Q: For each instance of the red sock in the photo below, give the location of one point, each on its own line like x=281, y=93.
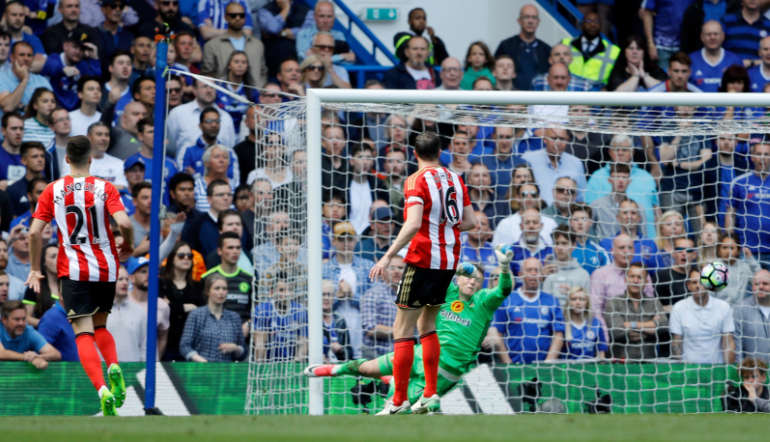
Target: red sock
x=430, y=352
x=403, y=356
x=106, y=345
x=89, y=359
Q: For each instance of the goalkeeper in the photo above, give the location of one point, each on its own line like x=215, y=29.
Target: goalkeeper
x=462, y=325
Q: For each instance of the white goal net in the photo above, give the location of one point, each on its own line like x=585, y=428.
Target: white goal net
x=611, y=211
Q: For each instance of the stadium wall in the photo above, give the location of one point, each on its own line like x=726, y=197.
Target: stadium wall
x=220, y=388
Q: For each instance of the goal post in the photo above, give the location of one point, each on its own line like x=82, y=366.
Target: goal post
x=566, y=381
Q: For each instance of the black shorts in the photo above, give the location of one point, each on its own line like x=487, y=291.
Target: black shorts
x=84, y=298
x=420, y=287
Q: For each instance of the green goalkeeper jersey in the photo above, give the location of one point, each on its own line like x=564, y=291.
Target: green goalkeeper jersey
x=462, y=325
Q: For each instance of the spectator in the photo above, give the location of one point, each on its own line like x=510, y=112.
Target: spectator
x=552, y=162
x=418, y=25
x=37, y=117
x=451, y=74
x=239, y=281
x=709, y=63
x=702, y=327
x=182, y=294
x=529, y=54
x=504, y=72
x=587, y=251
x=592, y=56
x=280, y=22
x=217, y=52
x=741, y=270
x=607, y=208
x=77, y=58
x=413, y=73
x=531, y=320
x=565, y=272
x=13, y=18
x=609, y=281
x=377, y=237
x=124, y=140
x=145, y=129
x=747, y=204
x=634, y=70
x=20, y=342
x=335, y=332
x=752, y=320
x=115, y=36
x=508, y=230
x=33, y=159
x=181, y=127
x=190, y=159
x=531, y=244
x=17, y=83
x=561, y=53
x=633, y=320
x=478, y=63
x=642, y=188
x=90, y=95
x=752, y=395
x=39, y=303
x=54, y=36
x=213, y=333
x=679, y=70
x=584, y=334
x=280, y=324
x=564, y=196
x=744, y=29
x=11, y=168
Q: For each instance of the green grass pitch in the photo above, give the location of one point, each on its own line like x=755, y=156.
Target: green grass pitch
x=714, y=427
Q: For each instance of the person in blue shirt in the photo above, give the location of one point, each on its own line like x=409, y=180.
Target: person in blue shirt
x=531, y=321
x=584, y=335
x=77, y=59
x=20, y=342
x=280, y=323
x=55, y=329
x=710, y=62
x=748, y=212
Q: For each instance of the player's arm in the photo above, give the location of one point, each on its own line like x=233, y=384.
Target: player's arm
x=35, y=246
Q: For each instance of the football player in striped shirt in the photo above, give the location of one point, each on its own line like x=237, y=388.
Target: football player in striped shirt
x=88, y=262
x=437, y=209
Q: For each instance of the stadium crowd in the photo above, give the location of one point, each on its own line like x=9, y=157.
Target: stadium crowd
x=608, y=231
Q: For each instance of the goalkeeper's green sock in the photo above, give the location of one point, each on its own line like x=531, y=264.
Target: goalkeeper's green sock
x=348, y=368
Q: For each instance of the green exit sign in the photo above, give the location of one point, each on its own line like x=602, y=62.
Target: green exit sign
x=380, y=14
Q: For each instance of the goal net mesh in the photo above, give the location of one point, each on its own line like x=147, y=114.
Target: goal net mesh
x=586, y=191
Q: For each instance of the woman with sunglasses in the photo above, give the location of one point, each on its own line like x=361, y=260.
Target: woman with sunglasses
x=182, y=293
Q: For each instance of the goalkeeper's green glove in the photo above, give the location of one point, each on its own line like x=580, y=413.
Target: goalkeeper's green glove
x=465, y=269
x=504, y=255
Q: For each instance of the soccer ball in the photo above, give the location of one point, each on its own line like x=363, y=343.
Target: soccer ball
x=713, y=276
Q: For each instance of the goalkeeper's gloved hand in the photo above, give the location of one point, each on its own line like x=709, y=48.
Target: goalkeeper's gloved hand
x=465, y=269
x=504, y=255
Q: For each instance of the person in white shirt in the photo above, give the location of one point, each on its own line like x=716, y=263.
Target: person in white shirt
x=90, y=94
x=183, y=127
x=702, y=326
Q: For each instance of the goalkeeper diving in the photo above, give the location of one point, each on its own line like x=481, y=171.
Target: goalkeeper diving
x=462, y=325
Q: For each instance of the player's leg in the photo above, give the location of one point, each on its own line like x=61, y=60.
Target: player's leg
x=106, y=343
x=80, y=309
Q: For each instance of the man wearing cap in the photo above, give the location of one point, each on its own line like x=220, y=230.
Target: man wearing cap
x=70, y=27
x=139, y=275
x=376, y=239
x=77, y=59
x=345, y=266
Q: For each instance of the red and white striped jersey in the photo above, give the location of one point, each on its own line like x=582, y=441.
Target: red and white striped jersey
x=82, y=207
x=443, y=196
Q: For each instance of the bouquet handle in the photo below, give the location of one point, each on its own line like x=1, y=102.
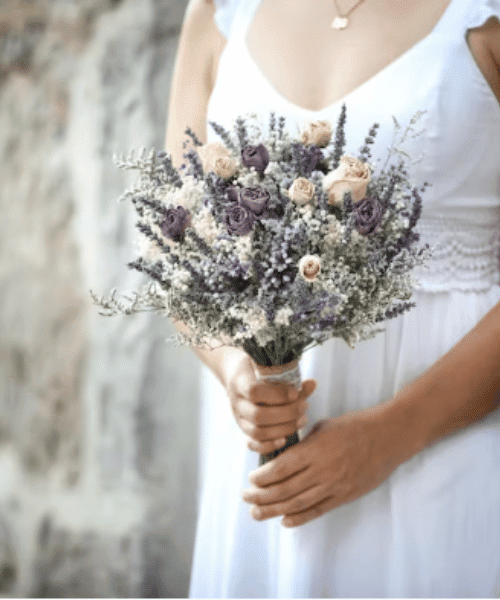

··········

Your instructions: Only the pictures are to be left out; repeat everything else in the records above exactly.

Solution to the problem:
Q: For each instance of the red sock in the photo below, give the location of one point, each on its own line like x=281, y=93.
Target: red sock
x=430, y=352
x=403, y=356
x=106, y=345
x=89, y=359
Q: For each instance of the goalkeeper in the photo above, give the location of one point, each on its own line like x=215, y=29.
Target: goalkeeper
x=462, y=325
Q: For each instance of the white goal net in the photo above, give the location of one point, each on its own line like x=585, y=428.
Target: white goal net
x=611, y=211
Q: For each instance of the stadium wall in the photo above, give the location of one point, each on its own line like x=726, y=197.
Target: stadium wall
x=220, y=388
Q: For each instance of the goal post in the photo above, give the location of one point, each on its own line like x=82, y=366.
Target: goal post
x=566, y=381
Q: For each instance of the black shorts in the photo above, give the location of one point, each on its own line like x=487, y=291.
Target: black shorts
x=84, y=298
x=420, y=287
Q: For each instance of the green goalkeeper jersey in the photo above, give the location of one point, each on its own line like x=564, y=291.
Target: green goalkeeper jersey
x=462, y=325
Q: For each instance of the spectator in the photo above, give the location of one point, each on its own line like x=510, y=112.
Target: spectator
x=552, y=162
x=418, y=25
x=37, y=117
x=451, y=74
x=239, y=281
x=709, y=63
x=702, y=327
x=182, y=294
x=529, y=54
x=504, y=72
x=587, y=251
x=592, y=56
x=280, y=22
x=217, y=52
x=741, y=270
x=607, y=208
x=77, y=58
x=413, y=73
x=531, y=320
x=565, y=272
x=13, y=18
x=609, y=281
x=377, y=237
x=124, y=140
x=145, y=129
x=747, y=204
x=634, y=70
x=20, y=342
x=335, y=332
x=752, y=320
x=115, y=36
x=508, y=230
x=33, y=159
x=181, y=127
x=190, y=159
x=531, y=244
x=17, y=83
x=561, y=53
x=633, y=320
x=478, y=63
x=642, y=188
x=90, y=95
x=752, y=395
x=39, y=303
x=54, y=36
x=213, y=333
x=679, y=70
x=584, y=334
x=280, y=324
x=564, y=196
x=744, y=29
x=11, y=168
Q: For each instance of the green grass pitch in the photo above, give the location of one point, each on its own line like x=755, y=156.
Target: green grass pitch
x=714, y=427
Q: For each instance of the person in blue shirt in the photo above, give the location of one point, each on its own line like x=409, y=180.
Target: person in blue shirt
x=531, y=321
x=584, y=335
x=77, y=59
x=20, y=342
x=280, y=323
x=55, y=329
x=710, y=62
x=748, y=212
Q: For each instance of the player's arm in the photo above, give the location of one point, each on its own line like x=233, y=384.
Target: player's arm
x=35, y=246
Q: For each instance of the football player in striped shirt in the photo above, give the location of one point, each on its own line like x=237, y=388.
Target: football player in striped shirt
x=88, y=262
x=437, y=209
Q: For each instance of the stadium crowd in the photo above, give the location of one point, each on its own line like x=9, y=157.
Target: stadium crowd
x=608, y=231
Q: For each instance of the goalkeeper's green sock in the photo above, give the location of one point, each on its own line like x=531, y=264.
Target: goalkeeper's green sock
x=348, y=368
Q: For each instance of the green exit sign in the photo above, give the location of one point, each on its own line like x=602, y=62.
Target: green exit sign
x=380, y=14
Q: For each instance of the goal net mesh in the photo above, give the location of one point, each on its own line like x=147, y=114.
Target: goal net mesh
x=586, y=191
Q: For each instance of the woman with sunglasses in the photo above, give the location of one point, each on its own line like x=361, y=260.
Target: woman with sunglasses
x=182, y=293
Q: For each instance of the goalkeeper's green glove in the photo above, give the location of one point, each on its own line like x=580, y=413.
Target: goalkeeper's green glove
x=465, y=269
x=504, y=255
Q: For each instance of the soccer ball in the photo above, give the location of one point, each on its own line like x=363, y=343.
Target: soccer ball
x=713, y=276
Q: For each instance of the goalkeeper's gloved hand in the photo above, give the location of one point, each on its own line like x=709, y=48.
Target: goalkeeper's gloved hand
x=465, y=269
x=504, y=255
Q: For each instance of the person in white shirt in the photo above, give the location of one point, each on its own line like x=716, y=263.
Target: person in white shirt
x=90, y=94
x=183, y=127
x=702, y=326
Q: For each instance of the goalkeeper diving in the photo above, give the location of one point, each on its own line like x=481, y=171.
Target: goalkeeper diving
x=462, y=325
Q: For each instance of the player's leg in the photo above, give the location of one point, each on its own line like x=61, y=60.
Target: player's leg
x=106, y=343
x=80, y=309
Q: For each instance of the man wearing cap in the photo above, give the location of one point, each on its own line like x=220, y=230.
Target: man wearing cap
x=70, y=27
x=139, y=275
x=376, y=239
x=77, y=59
x=345, y=266
Q: For each instance of the red and white striped jersey in the photo above, give the location of one point, each on its own line like x=582, y=441.
Target: red and white striped jersey
x=82, y=207
x=443, y=196
Q: For each instance of the bouquet handle in the photo below, give the location of one point, each on its own line like x=1, y=102.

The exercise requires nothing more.